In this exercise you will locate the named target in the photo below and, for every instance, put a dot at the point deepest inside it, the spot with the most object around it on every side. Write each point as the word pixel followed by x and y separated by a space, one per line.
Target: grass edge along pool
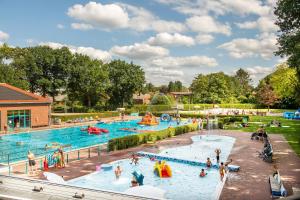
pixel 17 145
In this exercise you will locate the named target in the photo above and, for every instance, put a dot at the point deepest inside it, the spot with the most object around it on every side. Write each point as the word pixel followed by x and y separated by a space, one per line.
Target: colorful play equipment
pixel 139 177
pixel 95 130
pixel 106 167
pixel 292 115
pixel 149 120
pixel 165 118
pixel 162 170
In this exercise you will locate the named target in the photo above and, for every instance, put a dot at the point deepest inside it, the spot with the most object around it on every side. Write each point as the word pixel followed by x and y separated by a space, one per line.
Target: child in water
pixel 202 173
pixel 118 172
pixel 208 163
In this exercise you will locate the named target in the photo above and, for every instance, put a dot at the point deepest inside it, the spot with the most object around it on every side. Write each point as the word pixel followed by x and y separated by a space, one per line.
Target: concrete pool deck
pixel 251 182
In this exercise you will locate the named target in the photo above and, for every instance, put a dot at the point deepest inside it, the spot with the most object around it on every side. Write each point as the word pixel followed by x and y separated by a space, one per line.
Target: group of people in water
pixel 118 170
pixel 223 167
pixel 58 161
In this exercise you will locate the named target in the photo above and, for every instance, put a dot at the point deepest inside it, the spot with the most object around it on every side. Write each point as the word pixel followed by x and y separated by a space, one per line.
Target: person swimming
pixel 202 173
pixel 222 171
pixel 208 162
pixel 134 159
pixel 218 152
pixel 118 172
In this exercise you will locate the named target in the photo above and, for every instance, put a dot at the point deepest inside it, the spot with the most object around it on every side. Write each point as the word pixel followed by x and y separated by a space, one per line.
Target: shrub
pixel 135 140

Directions for this task ::
Make an exact copy of the listing above, omitting the pictures.

Exercise solution ::
In this exercise you will locate the named target in the photo below and, for every instance, put a dot at the point deepest inside it, the spot with the most object around it on every side. Write each point as the word pixel followed by x and y separated by a space, one per line.
Target: grass edge along pool
pixel 17 145
In this exercise you will locate the named target in the photo above and, for every instance, put a dot at the point deepest inside it, the spot with the most object around it on every side. Write each point as the word pixel followed by x and y separated by a space, one per line.
Target: colorful play equipment
pixel 139 177
pixel 95 130
pixel 106 167
pixel 292 115
pixel 149 120
pixel 165 118
pixel 162 170
In this exercise you will locate the named target in the photo above and, for every instance, put a dot at the point deepest inside it, the spot with the most object around it on every side. Write each point as the word pixel followed by x and y separated by a space, one per line.
Target: child in water
pixel 202 173
pixel 118 172
pixel 208 163
In this exercise you will locate the named target in the photo above and, for every instance, put a dot at the point deepest inside it, the spot with the most object around it on every side. Write each point as the word pixel followed by x and y separated by a space, one per line.
Target: concrete pool deck
pixel 251 182
In this exercise you will locate the named target in the photo above and, for every instance, put a dot at the point deepest inside it, the spot with the most object around it on every side. Write each point as the word pixel followed by x and y separated by a space, one per line.
Target: group of people in water
pixel 118 170
pixel 223 167
pixel 58 161
In this exercise you will locate the named target in the photo above and, for every instance, put a dot at the point deepest inside it, the spot with the most object around it on every side. Write each point as the word pixel followed by x and y separated by a space, one per line.
Target: person swimming
pixel 202 173
pixel 222 171
pixel 208 162
pixel 134 159
pixel 218 152
pixel 118 172
In this exercise you will locate the named target in the photo above and, for every instance, put a dot at the point deepest inside it, the spot with the most object around it on every side. Write each point as the word pixel followed by x and y separated by a space, one per line.
Target: shrub
pixel 135 140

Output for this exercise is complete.